### Exercise details:
Reproduce the passage below on protein structure research word for word, keeping both of its paragraphs.

Selected excerpt: Begin

To better understand the role that omega loops play in proteins, we have developed methods of directed, random mutagenesis of yeast cytochrome c. Yeast cytochrome c can be analyzed for both function and structure in vivo, which makes it an ideal protein for analysis of structure-function relationships. Using directed, random mutagenesis, we mutagenized several pairs of residues in yeast cytochrome c to identify which residue pairs are consistent with structure and function of this protein in vivo.
Automated methods for identification of secondary structure are necessary for large-scale analysis of protein structure. We developed a method for identification and classification of protein secondary structure, without previous knowledge of the types of secondary structures. This method utilizes artificial neural networks to classify and cluster segments of protein structure based on their geometry. Clustering of six-residue segments in a large group of protein structures results in the identification of six classes of secondary structures, which we term structural building blocks (SBBs). Two of these are the canonical alpha helix and beta strand structures, while two other SBBs coincide with N- and C-terminal helix capping structures.

Selected excerpt: End
Data for analysis: Begin

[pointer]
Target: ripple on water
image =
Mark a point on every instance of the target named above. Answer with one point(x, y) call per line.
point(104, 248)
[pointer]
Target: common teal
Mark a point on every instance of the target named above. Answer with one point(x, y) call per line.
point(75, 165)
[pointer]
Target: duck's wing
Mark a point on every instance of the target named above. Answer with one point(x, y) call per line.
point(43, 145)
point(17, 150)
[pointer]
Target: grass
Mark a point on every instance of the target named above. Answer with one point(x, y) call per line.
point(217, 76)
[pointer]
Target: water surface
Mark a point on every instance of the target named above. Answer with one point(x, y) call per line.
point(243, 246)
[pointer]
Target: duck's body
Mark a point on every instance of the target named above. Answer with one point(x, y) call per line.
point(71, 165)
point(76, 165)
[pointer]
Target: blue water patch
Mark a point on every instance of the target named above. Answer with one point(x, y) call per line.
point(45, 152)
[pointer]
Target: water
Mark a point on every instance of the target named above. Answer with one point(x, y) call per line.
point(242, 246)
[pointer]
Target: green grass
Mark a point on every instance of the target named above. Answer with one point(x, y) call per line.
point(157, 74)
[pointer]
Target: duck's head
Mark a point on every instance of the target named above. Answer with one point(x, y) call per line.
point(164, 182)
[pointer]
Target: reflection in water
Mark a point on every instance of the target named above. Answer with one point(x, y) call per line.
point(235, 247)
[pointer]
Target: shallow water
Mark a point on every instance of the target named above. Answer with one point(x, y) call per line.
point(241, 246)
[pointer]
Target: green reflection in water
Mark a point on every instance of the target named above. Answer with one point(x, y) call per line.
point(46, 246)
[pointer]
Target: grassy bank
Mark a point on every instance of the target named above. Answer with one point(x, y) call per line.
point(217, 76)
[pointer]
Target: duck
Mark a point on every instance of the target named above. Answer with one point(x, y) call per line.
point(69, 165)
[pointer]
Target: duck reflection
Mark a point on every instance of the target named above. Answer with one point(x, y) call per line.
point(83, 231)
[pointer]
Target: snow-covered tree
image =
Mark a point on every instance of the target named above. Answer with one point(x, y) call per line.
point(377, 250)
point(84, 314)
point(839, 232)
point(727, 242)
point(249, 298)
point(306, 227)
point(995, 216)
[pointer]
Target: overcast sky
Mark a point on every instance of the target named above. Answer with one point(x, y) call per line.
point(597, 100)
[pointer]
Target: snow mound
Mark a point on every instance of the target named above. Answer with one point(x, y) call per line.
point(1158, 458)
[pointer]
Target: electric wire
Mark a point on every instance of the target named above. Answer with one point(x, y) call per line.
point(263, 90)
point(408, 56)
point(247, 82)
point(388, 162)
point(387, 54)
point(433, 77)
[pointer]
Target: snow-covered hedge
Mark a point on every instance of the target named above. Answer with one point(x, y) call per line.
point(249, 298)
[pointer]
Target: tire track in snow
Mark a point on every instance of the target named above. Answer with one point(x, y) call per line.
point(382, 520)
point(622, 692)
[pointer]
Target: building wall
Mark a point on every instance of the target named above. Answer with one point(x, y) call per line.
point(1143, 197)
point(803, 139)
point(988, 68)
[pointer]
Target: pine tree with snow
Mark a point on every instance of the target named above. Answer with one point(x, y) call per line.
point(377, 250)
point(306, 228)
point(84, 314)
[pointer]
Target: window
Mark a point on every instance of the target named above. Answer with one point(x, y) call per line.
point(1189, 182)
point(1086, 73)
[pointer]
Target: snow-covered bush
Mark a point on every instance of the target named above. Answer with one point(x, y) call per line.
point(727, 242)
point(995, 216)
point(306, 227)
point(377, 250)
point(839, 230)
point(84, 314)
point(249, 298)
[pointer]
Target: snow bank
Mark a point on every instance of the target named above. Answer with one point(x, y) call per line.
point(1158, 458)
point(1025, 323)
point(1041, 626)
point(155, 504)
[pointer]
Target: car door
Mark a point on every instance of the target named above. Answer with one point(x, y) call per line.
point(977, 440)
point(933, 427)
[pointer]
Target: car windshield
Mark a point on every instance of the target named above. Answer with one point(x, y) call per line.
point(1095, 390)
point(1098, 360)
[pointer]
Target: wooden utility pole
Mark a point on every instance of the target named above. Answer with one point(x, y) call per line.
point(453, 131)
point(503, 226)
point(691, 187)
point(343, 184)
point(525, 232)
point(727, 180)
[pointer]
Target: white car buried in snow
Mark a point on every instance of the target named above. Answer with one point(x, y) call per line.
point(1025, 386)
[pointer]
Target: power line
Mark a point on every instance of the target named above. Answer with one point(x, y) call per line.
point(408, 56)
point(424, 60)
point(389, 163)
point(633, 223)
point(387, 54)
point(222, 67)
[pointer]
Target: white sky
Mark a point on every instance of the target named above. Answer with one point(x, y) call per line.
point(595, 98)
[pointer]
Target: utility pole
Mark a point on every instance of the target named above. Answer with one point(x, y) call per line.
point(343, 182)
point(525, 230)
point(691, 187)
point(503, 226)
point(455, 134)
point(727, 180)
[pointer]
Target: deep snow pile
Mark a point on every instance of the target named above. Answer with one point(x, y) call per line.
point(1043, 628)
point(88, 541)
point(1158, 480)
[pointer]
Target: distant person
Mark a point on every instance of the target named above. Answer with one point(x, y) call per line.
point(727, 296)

Data for analysis: End

### Response to the exercise:
To better understand the role that omega loops play in proteins, we have developed methods of directed, random mutagenesis of yeast cytochrome c. Yeast cytochrome c can be analyzed for both function and structure in vivo, which makes it an ideal protein for analysis of structure-function relationships. Using directed, random mutagenesis, we mutagenized several pairs of residues in yeast cytochrome c to identify which residue pairs are consistent with structure and function of this protein in vivo.
Automated methods for identification of secondary structure are necessary for large-scale analysis of protein structure. We developed a method for identification and classification of protein secondary structure, without previous knowledge of the types of secondary structures. This method utilizes artificial neural networks to classify and cluster segments of protein structure based on their geometry. Clustering of six-residue segments in a large group of protein structures results in the identification of six classes of secondary structures, which we term structural building blocks (SBBs). Two of these are the canonical alpha helix and beta strand structures, while two other SBBs coincide with N- and C-terminal helix capping structures.